→ **Work to do**
A: From the excerpt on hydration and brands, extract the passage starting at "Appealing to a" up to and including "a young age.".
B: According to the excerpt on hydration and brands, at what stage of life do we start to make our own choices for the first time?

→ **Source excerpt**

— start —

With a huge number of designs, it not only allows people to stay hydrated on the move, it also boasts partnership with a number of charitable organisations, whilst actively trying to reduce waste.

Appealing to a new audience

However, changing habits around water consumption doesn’t start in the here and now. What is the strategy in place for when we start consuming more than milk? And who is leading this? Parents, teachers, health visitors’ are of course the first in line, but brands also have an opportunity to start seeding in certain behaviors and attitudes from a young age.

Our teenage years are when we start to make our own choices for the first time, and this age group is a relatively untapped pool when it comes to messages of health and well-being.

Brands for teenagers

Our teenage years are when we start to make our own choices for the first time. Brands have the potential to engage with this audience, driving change from an earlier age.

— end —

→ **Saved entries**
— start —

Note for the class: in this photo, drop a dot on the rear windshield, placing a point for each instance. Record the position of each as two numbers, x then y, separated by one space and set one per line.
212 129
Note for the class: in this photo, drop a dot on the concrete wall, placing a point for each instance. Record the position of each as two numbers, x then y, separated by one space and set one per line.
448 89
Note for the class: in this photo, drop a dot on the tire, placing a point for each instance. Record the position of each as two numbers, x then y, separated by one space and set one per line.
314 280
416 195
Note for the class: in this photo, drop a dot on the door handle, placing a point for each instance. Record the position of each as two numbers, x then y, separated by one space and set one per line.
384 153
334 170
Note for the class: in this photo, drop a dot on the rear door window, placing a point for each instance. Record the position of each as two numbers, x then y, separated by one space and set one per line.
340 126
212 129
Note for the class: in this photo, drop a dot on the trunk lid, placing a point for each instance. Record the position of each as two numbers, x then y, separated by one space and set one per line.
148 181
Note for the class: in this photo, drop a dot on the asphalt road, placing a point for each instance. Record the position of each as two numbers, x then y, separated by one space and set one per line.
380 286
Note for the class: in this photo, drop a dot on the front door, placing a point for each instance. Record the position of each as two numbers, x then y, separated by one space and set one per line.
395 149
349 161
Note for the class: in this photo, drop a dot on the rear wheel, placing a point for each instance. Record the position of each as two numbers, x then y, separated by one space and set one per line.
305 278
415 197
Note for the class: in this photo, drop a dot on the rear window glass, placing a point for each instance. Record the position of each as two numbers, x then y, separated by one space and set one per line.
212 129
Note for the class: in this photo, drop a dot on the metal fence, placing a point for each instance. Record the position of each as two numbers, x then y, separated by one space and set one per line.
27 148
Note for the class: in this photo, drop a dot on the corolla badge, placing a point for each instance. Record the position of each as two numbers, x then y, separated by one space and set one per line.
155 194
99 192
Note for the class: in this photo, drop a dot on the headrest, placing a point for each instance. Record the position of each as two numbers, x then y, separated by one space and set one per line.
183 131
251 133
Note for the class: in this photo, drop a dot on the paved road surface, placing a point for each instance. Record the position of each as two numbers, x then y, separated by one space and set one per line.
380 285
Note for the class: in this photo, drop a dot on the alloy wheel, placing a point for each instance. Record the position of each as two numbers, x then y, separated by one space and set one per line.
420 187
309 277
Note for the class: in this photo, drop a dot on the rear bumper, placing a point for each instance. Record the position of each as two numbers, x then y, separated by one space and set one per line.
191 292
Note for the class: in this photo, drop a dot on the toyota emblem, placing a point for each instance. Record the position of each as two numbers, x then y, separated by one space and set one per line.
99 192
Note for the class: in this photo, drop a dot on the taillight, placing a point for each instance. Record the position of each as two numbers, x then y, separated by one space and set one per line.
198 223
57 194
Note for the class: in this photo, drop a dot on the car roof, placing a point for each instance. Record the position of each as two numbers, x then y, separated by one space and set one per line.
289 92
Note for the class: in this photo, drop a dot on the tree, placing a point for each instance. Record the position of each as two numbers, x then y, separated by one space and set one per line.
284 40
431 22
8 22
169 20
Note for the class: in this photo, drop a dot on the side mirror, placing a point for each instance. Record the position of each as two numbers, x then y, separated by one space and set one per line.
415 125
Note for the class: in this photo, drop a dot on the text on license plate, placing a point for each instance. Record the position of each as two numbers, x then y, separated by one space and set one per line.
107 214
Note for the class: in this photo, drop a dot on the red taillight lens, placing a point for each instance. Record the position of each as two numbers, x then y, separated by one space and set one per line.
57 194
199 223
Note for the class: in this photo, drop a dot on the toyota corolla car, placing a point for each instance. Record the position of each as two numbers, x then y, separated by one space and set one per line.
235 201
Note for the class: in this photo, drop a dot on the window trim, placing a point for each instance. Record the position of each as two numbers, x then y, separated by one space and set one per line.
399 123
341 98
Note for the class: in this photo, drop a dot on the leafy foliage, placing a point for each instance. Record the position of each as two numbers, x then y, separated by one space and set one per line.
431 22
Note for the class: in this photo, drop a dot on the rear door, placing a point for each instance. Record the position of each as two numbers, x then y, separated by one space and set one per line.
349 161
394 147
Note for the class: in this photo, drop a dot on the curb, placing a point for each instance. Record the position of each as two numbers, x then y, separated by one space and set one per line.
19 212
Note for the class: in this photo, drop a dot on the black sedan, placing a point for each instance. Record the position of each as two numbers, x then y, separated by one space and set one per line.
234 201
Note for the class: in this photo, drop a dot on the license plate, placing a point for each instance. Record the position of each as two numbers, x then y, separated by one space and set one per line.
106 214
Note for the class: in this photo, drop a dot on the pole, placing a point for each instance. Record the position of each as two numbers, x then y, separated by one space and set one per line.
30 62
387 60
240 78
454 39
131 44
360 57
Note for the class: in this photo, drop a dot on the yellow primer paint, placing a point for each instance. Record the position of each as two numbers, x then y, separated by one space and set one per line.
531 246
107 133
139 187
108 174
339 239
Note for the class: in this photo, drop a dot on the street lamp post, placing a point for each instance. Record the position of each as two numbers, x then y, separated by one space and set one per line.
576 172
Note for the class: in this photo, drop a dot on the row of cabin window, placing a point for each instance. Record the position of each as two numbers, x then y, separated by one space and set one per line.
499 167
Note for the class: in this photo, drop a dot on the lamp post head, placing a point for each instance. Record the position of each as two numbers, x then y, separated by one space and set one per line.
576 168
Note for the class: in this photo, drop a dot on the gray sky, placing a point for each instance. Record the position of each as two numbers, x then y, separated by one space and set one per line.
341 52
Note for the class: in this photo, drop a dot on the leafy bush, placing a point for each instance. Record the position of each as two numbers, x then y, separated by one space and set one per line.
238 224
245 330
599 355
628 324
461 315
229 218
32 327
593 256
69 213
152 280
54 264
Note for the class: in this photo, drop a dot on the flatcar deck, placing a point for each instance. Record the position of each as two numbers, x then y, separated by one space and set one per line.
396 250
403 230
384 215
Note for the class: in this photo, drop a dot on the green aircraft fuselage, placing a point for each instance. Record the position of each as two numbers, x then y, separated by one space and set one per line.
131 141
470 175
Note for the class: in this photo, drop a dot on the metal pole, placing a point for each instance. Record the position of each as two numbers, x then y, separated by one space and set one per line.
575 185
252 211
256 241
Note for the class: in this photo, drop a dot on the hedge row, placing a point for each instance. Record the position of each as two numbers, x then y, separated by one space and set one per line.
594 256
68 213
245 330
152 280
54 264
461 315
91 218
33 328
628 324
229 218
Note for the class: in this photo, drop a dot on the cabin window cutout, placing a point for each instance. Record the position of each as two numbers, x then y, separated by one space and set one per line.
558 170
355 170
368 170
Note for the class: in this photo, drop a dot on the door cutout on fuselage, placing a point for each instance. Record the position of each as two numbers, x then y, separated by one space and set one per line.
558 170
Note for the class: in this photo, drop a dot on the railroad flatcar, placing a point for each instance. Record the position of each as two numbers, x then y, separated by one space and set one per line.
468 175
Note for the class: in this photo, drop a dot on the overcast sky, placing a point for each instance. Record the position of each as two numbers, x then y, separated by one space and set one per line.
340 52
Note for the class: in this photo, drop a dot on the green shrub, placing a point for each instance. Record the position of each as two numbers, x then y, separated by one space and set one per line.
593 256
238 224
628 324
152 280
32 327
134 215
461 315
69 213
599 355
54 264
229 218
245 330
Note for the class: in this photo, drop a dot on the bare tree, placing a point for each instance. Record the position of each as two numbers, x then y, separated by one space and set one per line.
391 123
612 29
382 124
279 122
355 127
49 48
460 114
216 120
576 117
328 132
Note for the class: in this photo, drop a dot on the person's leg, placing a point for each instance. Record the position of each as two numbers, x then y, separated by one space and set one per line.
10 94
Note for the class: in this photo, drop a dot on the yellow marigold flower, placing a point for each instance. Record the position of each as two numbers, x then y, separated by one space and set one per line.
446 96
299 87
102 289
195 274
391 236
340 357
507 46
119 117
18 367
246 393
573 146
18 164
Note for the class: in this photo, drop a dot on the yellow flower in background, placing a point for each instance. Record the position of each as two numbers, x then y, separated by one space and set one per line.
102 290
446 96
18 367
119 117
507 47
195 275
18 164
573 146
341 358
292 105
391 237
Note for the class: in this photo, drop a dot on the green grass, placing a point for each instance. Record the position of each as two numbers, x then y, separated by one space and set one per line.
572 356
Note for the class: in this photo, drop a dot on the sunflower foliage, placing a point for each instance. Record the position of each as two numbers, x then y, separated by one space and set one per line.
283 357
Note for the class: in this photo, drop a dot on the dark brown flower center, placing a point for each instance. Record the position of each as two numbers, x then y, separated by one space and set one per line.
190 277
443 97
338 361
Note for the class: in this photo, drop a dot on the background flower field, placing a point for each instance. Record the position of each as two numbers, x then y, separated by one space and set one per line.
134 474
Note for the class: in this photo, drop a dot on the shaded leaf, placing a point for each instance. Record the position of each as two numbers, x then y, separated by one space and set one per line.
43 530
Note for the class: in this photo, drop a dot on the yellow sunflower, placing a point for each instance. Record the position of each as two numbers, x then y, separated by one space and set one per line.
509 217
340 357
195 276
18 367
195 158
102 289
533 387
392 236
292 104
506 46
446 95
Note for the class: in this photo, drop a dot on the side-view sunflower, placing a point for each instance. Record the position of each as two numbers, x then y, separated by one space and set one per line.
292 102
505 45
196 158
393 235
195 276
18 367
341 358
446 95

— end —

→ **Expected results**
A:
Appealing to a new audience

However, changing habits around water consumption doesn’t start in the here and now. What is the strategy in place for when we start consuming more than milk? And who is leading this? Parents, teachers, health visitors’ are of course the first in line, but brands also have an opportunity to start seeding in certain behaviors and attitudes from a young age.

B: Our teenage years.